### Task to carry out
Copy the records below, requests included, starting at the line containing "Kindly place a point on the excavator cab, one" and ending at the last line of the records. Shift every coordinate in the answers up by 53, leaving the numbers in the requests and their format samples unchanged.

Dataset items

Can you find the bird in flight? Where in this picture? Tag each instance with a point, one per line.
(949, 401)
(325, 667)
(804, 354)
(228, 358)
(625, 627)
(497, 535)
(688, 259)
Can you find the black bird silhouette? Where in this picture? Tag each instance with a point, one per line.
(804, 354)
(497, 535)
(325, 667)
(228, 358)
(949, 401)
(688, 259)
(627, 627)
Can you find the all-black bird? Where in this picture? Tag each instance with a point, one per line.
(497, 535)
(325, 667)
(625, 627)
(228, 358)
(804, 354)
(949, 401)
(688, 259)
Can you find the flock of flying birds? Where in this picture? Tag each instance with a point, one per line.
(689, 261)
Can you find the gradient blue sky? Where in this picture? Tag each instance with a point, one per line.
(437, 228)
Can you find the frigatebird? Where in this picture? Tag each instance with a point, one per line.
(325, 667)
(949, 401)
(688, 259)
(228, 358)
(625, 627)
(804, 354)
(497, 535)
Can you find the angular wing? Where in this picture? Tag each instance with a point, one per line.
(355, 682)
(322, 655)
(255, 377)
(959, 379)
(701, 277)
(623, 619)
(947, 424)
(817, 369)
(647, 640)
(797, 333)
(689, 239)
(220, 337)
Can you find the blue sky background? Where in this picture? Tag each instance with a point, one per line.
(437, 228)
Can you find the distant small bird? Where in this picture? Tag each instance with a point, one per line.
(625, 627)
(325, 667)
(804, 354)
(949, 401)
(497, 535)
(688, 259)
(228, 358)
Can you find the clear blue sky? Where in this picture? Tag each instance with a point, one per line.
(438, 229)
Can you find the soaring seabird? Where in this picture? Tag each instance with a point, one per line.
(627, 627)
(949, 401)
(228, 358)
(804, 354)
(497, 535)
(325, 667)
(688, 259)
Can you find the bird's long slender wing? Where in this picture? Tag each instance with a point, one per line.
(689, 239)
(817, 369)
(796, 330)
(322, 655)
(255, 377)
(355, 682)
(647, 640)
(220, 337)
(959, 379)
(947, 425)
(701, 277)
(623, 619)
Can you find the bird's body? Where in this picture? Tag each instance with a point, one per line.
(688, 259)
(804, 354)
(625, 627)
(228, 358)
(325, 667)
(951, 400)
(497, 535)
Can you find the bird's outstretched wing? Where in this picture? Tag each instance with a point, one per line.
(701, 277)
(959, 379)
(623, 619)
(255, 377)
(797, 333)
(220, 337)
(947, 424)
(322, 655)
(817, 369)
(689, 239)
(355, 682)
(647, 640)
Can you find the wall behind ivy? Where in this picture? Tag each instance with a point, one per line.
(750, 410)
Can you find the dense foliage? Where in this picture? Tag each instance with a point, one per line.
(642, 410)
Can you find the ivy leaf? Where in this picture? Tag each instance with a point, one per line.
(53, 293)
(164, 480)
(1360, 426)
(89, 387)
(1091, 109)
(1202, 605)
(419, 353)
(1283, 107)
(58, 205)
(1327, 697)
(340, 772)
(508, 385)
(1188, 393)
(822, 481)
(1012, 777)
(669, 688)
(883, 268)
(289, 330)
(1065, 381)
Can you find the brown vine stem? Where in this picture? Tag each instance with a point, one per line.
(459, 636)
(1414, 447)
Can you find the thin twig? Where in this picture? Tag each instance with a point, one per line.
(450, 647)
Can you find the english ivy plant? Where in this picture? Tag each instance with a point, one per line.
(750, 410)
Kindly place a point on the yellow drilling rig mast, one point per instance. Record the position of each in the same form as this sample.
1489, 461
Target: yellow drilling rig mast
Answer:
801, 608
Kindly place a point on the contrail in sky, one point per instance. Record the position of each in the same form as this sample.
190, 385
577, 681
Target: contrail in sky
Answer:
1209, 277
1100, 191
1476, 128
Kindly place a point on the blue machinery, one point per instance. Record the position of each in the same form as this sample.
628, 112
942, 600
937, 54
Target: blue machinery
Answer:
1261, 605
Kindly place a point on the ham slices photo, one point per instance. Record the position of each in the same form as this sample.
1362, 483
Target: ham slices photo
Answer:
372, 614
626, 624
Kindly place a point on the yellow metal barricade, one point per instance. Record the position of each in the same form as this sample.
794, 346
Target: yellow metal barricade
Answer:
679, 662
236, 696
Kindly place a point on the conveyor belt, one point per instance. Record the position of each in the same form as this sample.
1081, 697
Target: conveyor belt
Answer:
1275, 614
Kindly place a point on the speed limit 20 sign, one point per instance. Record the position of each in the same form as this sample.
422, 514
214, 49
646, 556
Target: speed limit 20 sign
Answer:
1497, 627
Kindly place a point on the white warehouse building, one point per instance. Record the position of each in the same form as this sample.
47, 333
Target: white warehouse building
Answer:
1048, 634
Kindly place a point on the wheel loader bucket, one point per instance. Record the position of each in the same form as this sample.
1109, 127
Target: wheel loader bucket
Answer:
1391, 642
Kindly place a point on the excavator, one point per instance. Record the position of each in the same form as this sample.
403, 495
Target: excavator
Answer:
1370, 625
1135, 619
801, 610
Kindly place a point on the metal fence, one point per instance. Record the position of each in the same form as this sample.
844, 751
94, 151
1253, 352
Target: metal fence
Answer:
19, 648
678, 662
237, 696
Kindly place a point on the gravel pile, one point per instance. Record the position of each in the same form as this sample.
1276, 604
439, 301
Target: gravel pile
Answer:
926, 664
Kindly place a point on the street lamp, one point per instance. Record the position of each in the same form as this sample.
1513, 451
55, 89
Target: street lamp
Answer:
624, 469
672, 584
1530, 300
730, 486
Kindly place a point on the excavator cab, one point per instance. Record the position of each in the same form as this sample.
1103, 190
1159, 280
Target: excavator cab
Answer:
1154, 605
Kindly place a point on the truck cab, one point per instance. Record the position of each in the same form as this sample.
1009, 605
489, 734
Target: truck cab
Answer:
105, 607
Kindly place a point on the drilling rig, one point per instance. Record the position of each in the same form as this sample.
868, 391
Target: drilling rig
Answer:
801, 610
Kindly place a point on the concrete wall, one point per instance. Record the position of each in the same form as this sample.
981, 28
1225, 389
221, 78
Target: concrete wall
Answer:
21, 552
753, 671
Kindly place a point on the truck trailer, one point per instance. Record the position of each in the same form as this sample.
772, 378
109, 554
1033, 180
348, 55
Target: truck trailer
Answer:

### Problem solution
Kindly place a point on the excavator cab, one point per instance. Record the position of each in the same form as this sample.
1103, 190
1159, 280
Target: excavator cab
Answer:
1207, 658
Kindly place a point on the truck cab, one point per instance. Record the position of each in the same form as this sample.
1009, 605
489, 734
Target: truck cab
Answer:
158, 660
Kindly place a point on the drilling rig, one point per instance. Record the position of each in the same form as this sample.
868, 391
Target: drilling rig
Answer:
854, 663
Kindly place a point on the concrete wall, one point per instance. Record the position of each in the same form as this sample.
981, 28
1225, 389
221, 78
Target: concrete wall
Answer:
74, 605
806, 724
Kindly place a point on the truck trailer, one point per instance. Record the position of each in the same form as this sample.
772, 378
109, 554
1033, 180
348, 55
Target: truck trailer
Answer:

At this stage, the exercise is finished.